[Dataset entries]
+--

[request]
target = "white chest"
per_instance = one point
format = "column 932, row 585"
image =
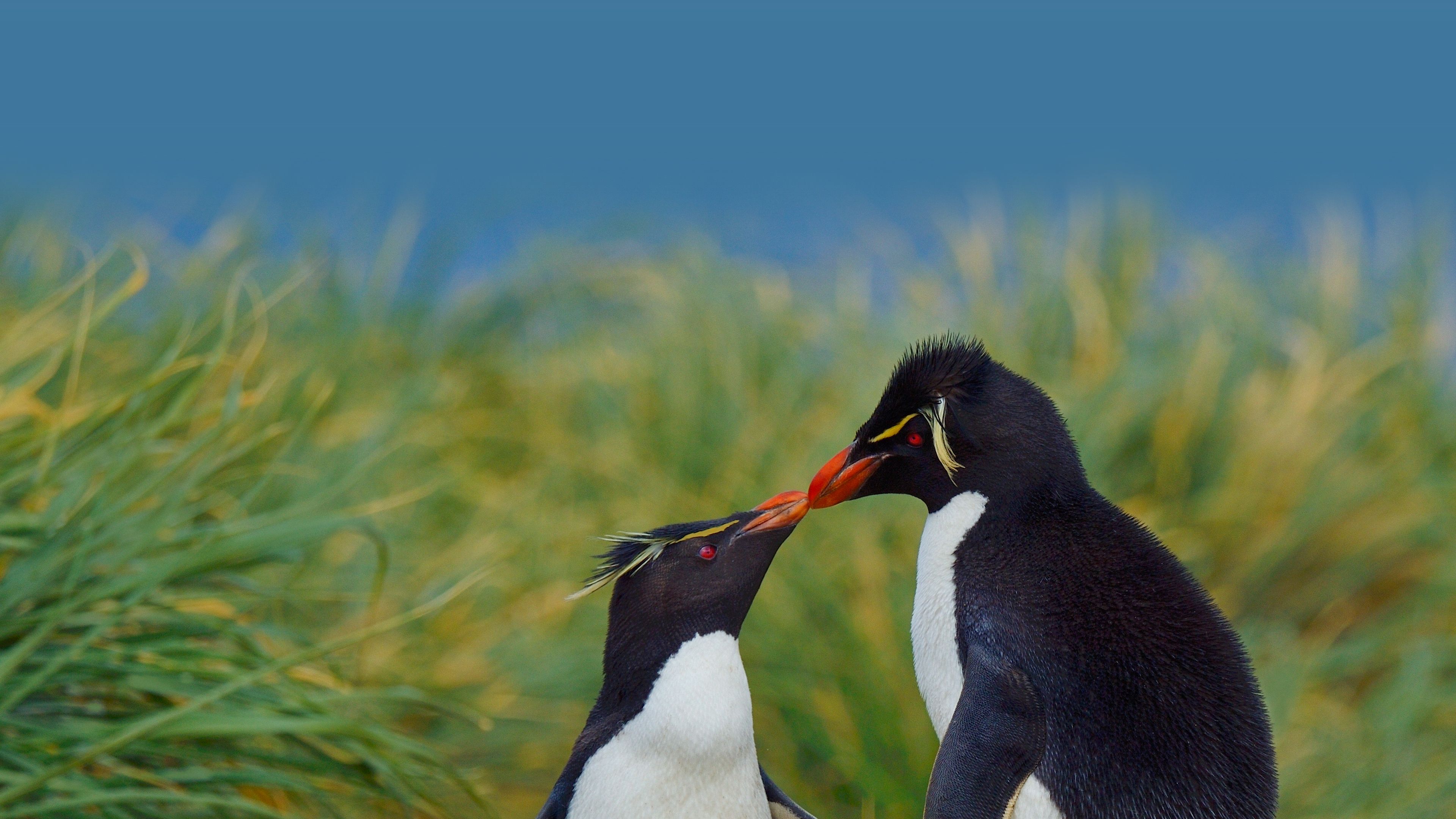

+--

__Exercise task__
Copy out the lines above verbatim, leaving out the picture.

__Solution below__
[request]
target = "white chest"
per_instance = one point
format = "column 932, row 585"
image =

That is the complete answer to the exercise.